BRIEF: Your reply should be one number: how many lines of the material contain the word "seam".

[Opening RECORDS PROVIDED section]

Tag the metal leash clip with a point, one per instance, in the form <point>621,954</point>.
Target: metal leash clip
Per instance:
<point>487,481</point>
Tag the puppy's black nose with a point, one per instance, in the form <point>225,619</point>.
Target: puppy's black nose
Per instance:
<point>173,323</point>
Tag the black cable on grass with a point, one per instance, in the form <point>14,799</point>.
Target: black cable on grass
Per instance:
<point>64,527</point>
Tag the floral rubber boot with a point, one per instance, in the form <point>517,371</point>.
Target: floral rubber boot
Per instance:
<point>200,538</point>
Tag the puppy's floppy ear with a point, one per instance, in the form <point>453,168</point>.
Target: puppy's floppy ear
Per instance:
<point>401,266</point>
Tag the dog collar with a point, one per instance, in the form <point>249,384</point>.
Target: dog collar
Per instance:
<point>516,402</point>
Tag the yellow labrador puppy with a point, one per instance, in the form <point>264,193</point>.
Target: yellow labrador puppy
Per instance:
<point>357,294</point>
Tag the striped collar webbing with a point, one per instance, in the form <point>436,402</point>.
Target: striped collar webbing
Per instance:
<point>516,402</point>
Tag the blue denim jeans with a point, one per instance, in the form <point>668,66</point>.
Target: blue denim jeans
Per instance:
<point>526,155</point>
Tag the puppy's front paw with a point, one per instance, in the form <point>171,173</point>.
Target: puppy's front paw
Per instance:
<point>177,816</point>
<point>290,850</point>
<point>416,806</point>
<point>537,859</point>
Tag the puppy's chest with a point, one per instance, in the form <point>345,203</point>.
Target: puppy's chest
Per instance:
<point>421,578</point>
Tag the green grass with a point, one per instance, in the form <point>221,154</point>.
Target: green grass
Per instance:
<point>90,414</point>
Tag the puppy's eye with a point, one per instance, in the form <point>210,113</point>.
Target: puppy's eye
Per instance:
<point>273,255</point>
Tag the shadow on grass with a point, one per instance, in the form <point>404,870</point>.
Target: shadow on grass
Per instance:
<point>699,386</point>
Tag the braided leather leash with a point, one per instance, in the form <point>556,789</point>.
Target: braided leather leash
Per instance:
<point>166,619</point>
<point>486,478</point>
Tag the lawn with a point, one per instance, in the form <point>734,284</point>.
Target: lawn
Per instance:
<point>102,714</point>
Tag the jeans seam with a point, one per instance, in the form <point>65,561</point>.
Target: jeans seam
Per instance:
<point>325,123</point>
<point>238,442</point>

[Closing RECORDS PROVIDED section]

REPLY TO THE TASK: 2